Referring expression pointing data:

┌──

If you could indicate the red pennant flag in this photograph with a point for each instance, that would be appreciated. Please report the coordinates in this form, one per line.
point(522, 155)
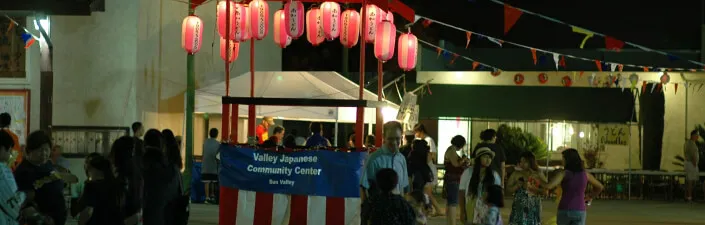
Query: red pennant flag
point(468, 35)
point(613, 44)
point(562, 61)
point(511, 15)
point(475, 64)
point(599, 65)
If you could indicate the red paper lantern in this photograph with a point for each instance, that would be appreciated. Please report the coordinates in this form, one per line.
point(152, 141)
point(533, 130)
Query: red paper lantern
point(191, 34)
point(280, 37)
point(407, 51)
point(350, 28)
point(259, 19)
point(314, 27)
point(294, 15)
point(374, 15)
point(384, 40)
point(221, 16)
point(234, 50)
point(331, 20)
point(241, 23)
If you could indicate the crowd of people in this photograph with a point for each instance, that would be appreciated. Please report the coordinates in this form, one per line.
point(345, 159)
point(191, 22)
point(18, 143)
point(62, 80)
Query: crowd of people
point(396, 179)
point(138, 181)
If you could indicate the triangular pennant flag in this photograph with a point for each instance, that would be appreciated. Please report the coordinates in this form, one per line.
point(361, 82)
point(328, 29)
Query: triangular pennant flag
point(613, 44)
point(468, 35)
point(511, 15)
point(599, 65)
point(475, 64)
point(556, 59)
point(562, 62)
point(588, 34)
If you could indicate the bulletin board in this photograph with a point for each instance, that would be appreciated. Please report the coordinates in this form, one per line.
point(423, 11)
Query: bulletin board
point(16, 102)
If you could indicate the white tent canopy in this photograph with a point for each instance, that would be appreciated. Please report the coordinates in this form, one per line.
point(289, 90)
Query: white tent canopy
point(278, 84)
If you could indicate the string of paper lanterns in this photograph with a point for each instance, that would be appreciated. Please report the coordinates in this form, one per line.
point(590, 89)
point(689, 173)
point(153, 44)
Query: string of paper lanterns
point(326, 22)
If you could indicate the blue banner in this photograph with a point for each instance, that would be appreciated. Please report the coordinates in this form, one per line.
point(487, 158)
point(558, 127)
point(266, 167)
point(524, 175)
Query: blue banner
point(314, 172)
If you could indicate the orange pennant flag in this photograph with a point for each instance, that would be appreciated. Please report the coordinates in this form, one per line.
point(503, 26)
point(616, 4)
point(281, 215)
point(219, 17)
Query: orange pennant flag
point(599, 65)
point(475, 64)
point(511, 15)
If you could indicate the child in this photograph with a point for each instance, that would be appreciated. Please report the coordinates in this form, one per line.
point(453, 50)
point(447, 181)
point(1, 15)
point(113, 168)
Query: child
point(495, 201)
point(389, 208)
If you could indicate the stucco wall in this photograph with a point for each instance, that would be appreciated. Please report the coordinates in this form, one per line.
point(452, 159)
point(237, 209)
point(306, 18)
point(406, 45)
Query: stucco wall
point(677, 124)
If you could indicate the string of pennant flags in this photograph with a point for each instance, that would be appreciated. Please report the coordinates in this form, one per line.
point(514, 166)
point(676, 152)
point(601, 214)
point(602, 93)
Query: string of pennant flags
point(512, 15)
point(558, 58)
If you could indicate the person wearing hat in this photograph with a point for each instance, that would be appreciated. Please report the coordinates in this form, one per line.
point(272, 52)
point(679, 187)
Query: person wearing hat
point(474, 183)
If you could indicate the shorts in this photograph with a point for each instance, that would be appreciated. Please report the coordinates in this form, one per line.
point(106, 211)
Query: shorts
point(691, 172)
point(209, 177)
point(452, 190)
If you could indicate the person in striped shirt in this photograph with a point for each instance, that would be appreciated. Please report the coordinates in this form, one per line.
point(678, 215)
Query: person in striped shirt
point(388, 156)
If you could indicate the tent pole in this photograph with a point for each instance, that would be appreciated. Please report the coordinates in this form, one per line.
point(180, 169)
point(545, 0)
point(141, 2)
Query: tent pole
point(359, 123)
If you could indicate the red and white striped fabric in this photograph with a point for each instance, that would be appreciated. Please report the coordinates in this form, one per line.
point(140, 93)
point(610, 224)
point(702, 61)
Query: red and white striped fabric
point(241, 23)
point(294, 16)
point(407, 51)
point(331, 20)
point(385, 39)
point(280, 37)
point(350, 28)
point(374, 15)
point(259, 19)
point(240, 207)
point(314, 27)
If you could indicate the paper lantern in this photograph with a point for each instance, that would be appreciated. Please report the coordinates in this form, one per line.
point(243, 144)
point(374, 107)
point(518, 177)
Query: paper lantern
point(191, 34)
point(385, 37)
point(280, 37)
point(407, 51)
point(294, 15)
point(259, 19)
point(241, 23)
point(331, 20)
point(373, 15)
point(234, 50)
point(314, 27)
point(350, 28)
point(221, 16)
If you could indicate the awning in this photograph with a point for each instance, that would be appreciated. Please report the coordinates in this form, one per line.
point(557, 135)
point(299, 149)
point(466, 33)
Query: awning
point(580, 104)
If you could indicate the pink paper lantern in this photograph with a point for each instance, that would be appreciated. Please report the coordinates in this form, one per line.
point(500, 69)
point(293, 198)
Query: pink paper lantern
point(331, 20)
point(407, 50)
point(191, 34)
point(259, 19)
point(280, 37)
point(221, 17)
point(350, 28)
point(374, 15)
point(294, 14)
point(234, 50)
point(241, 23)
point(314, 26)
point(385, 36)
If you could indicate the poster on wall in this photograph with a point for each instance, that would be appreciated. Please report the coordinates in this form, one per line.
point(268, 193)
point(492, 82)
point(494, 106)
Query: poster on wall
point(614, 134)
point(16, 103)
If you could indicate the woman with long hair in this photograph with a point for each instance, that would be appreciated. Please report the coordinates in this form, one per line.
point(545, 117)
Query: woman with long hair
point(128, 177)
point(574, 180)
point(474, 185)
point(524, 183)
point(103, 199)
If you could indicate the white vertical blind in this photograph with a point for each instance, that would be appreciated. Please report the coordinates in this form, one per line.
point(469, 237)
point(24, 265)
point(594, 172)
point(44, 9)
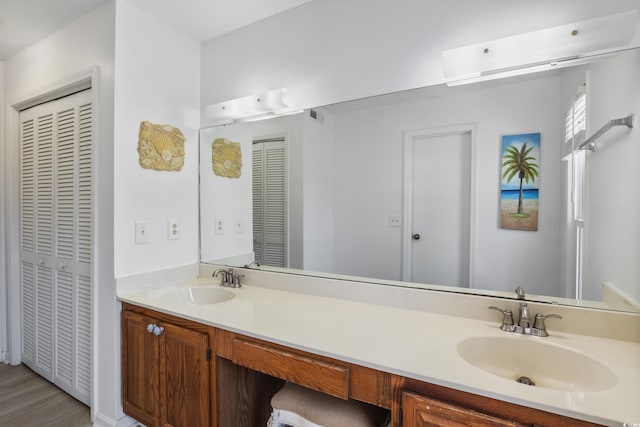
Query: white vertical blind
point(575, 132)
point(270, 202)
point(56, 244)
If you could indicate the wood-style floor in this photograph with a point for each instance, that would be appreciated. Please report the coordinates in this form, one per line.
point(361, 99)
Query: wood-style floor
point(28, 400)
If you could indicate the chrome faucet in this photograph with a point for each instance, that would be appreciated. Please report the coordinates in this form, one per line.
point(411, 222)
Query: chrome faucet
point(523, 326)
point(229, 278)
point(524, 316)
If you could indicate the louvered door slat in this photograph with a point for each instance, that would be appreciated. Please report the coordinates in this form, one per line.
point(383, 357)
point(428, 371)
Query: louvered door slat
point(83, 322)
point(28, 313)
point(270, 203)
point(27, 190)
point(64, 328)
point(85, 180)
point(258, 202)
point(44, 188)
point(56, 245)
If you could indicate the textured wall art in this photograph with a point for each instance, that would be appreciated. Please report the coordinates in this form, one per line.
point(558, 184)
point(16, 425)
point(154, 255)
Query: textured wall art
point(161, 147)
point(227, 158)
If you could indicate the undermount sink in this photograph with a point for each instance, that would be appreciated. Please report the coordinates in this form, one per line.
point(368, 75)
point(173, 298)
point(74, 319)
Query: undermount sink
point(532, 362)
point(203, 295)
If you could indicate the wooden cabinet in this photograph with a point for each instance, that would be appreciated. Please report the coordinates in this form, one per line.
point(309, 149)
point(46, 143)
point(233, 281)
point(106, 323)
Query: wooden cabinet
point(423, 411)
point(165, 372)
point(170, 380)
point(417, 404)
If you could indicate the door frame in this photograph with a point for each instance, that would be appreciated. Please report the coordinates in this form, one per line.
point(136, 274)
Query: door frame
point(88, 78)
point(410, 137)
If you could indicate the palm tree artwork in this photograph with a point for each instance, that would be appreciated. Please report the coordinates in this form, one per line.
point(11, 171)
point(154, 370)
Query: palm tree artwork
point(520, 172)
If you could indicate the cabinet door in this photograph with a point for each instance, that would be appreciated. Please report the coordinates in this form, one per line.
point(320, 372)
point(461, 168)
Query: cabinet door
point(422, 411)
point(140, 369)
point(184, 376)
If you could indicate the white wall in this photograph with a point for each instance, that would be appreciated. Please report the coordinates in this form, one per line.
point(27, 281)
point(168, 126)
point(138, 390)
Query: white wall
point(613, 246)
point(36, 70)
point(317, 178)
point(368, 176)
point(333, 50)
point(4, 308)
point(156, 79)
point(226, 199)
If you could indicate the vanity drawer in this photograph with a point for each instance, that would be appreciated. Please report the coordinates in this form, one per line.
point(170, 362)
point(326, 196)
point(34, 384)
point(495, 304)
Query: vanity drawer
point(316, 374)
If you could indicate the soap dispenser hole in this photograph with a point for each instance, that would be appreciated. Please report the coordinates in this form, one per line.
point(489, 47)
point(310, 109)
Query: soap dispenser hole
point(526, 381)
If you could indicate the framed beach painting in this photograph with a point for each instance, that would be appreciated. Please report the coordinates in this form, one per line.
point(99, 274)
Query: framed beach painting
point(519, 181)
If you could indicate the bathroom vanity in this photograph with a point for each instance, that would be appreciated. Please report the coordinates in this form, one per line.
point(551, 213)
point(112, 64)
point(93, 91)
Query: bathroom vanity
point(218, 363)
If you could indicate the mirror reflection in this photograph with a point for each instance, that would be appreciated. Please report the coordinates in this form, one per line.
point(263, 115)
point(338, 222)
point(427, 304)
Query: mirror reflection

└──

INSTRUCTIONS FOR THE TASK:
What you return must be the lines above that run from the line with "If you could indicate the wooden" to the line with "point(138, 390)", inclusive, each copied exactly.

TASK RESULT:
If you could indicate the wooden cabinet in this photograph with a point for each instance, that would be appreciated. Please report the coordinates in this form, one per line.
point(309, 149)
point(46, 143)
point(233, 281)
point(106, 323)
Query: wooden cabinet
point(423, 411)
point(165, 372)
point(170, 380)
point(417, 404)
If you could indicate the door frame in this photograph with a point for each instance, that would be appreciated. Please report the coordinates in this form, one per line.
point(136, 274)
Query: door frame
point(88, 78)
point(410, 137)
If you could indicate the palm tree artwork in this photograph with a point for each instance, that would be appreciated. Please report the coordinates in this form, one per line.
point(11, 171)
point(154, 370)
Query: palm tree artwork
point(520, 172)
If you could indicate the cabinet door in this photograph with a point for each instance, that would be appreciated. Please report the coordinates in this form, one per line.
point(320, 372)
point(461, 168)
Query: cabinet door
point(422, 411)
point(140, 369)
point(184, 376)
If you could indicate the white wall in this photograph with a point for each instance, that would be appreciated. Please report the coordinates in this form, one per line.
point(27, 281)
point(168, 126)
point(138, 390)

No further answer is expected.